*PASSAGE TO READ*:
★ ★ ★ ★
In the first three months, several Burger King franchisees have declared bankruptcy, including Illinois-based Toms King, Michigan-based EYM King, and Utah-based Meridian Restaurants Unlimited.

Kboza said, “Traffic was modestly negative this quarter,” but noted an improvement in year-over-year traffic trends from Q4 into Q1. 

Burger King has shuttered a net total of 124 US locations, a 1.7% reduction, leaving just 7,000 US restaurants at the end of the quarter. More closures are anticipated in the coming months.

The brand’s $400 million “Reclaim the Flame” bet to regain market share and wind down underperforming restaurants might be working — as it delivered comparable sales of 8.7% year-over-year for the quarter.
★ ★ ★ ★
*REQUIREMENT A*: Locate every line in the entries below that contains the string "blade", and copy each of those lines.
The passage on Burger King's quarter has no connection to the entries.

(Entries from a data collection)
★ ★ ★ ★
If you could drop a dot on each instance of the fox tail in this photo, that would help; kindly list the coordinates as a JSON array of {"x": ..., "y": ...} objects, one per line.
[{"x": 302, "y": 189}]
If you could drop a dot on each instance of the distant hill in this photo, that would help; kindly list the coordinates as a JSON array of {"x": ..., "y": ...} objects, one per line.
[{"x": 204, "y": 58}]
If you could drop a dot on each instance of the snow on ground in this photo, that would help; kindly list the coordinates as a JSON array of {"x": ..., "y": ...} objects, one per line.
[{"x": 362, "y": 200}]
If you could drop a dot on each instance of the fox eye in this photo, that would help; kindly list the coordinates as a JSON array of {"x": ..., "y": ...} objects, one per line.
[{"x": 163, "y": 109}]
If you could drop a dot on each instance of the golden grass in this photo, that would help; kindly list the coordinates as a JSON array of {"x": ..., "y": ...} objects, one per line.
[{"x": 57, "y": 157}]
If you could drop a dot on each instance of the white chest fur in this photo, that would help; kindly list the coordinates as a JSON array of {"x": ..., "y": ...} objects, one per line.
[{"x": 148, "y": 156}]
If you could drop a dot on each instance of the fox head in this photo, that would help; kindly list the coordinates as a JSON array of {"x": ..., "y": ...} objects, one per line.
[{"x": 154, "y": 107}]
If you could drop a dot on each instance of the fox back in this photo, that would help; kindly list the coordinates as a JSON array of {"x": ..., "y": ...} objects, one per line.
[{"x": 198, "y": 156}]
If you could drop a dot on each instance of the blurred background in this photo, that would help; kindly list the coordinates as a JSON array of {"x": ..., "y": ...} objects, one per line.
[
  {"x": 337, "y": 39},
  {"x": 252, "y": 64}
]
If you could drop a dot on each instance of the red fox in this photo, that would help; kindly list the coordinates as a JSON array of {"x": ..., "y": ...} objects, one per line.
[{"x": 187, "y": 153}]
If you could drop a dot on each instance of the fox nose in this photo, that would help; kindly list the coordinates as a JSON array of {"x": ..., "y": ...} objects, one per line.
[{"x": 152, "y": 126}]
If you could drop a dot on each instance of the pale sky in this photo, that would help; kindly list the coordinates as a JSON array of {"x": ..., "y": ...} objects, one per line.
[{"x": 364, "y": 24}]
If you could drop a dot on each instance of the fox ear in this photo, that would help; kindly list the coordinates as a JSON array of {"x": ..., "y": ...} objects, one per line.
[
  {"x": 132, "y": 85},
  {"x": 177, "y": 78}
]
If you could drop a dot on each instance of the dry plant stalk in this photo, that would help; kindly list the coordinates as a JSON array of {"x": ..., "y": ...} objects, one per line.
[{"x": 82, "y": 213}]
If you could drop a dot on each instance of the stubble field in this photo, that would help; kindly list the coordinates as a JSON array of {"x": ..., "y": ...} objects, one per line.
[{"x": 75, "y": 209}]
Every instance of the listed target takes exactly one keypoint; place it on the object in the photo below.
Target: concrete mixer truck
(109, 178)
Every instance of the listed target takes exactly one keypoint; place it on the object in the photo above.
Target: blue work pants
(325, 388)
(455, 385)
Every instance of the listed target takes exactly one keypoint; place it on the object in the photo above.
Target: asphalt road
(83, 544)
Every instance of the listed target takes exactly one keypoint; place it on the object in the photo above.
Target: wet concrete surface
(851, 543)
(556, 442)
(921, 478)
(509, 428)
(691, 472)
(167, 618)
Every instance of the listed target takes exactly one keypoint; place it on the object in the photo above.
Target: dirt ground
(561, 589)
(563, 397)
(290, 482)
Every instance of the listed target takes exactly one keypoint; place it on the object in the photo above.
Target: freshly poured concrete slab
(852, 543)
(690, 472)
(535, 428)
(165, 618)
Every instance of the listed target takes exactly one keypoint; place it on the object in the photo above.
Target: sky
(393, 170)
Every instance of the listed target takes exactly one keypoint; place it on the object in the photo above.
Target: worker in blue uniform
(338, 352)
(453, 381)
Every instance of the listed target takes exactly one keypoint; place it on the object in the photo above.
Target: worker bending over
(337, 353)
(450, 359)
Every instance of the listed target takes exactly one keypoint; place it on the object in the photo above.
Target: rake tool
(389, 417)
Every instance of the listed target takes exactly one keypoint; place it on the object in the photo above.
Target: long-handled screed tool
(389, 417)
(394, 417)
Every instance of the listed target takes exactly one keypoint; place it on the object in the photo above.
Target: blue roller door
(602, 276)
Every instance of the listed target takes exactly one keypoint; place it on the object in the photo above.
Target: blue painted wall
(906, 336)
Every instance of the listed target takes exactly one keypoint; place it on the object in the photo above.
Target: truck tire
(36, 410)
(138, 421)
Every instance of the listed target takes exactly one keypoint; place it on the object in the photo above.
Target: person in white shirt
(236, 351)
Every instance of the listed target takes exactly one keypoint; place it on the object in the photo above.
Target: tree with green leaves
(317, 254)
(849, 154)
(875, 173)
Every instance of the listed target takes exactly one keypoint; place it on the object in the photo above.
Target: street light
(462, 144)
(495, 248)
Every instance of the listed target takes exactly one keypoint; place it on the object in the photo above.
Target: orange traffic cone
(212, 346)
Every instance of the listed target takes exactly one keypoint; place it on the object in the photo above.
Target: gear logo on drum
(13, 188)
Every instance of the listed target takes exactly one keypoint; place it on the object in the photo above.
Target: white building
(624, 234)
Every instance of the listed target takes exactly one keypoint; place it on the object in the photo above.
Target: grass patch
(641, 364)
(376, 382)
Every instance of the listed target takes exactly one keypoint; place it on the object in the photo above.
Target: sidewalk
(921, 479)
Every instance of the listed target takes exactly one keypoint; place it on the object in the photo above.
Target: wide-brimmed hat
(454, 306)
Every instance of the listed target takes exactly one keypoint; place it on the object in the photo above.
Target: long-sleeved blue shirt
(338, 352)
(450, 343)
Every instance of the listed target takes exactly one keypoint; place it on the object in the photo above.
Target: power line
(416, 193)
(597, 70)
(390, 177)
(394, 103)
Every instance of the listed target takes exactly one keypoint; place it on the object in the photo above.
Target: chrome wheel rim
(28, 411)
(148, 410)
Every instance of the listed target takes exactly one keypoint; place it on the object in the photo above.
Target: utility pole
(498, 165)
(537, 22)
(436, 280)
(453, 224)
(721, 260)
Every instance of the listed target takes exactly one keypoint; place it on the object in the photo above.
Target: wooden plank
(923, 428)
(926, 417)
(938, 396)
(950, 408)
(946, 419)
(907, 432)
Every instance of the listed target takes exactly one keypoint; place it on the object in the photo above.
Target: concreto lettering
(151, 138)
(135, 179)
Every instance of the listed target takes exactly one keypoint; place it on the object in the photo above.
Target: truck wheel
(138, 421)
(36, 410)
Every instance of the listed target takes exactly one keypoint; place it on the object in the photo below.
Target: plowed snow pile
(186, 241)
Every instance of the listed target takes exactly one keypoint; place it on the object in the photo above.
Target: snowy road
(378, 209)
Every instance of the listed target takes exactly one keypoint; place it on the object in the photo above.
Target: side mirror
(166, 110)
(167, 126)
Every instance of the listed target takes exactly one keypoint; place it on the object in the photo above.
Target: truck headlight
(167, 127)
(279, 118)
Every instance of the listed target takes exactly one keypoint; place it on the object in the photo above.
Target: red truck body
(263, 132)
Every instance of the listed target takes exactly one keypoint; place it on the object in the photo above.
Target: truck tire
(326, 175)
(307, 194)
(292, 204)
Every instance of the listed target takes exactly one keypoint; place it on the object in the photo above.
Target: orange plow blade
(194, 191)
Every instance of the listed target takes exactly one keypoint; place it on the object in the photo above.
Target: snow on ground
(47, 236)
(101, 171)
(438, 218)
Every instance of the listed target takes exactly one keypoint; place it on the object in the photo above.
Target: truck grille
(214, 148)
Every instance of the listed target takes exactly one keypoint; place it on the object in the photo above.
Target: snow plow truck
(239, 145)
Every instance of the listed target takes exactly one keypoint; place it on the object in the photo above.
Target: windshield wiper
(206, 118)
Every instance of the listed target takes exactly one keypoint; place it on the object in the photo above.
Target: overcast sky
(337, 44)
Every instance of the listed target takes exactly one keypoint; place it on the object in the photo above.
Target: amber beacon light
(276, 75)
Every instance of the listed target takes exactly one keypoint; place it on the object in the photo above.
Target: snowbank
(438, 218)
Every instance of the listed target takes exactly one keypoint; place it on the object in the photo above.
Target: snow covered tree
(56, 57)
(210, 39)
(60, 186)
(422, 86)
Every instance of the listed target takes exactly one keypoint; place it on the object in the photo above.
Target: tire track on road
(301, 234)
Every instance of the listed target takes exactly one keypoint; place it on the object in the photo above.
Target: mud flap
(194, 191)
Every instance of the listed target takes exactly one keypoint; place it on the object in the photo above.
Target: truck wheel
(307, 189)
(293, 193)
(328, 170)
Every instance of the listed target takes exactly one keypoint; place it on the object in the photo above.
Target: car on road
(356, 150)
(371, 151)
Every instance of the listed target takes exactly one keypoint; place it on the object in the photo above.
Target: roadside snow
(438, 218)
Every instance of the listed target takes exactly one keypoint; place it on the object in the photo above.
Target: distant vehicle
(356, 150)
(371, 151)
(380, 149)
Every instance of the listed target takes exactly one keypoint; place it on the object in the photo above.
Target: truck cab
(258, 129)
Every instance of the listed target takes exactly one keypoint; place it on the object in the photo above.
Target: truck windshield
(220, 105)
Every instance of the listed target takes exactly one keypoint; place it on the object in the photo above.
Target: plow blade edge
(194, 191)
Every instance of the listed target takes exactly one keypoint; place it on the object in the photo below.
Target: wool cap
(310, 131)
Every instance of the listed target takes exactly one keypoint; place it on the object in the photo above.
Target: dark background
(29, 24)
★ ★ ★ ★
*REQUIREMENT B*: Proceed with the passage on Burger King's quarterly results, writing on from its final sentence.

*TASK ANSWER A*:
Target: orange plow blade
Target: plow blade edge

*TASK ANSWER B*:
Additionally, the brand strives to simplify its overly complex menus and operations. Though raising costs on the iconic Whopper could be determinantal to future sales as rival McDonald’s recently found out that higher menu prices led to a pushback from consumers. 

Not everyone can afford a $9 burger… 

And while Burger King trims stores and becomes leaner, it must realize consumers have been battered with 24 months of negative real wage growth. Any price increases might jeopardize its turnaround plan, as some consumers have now traded down fast food restaurants for “Dollar Tree Dinners.”

Burger King did go ‘woke’… 

So let’s see how this turnaround strategy pans out.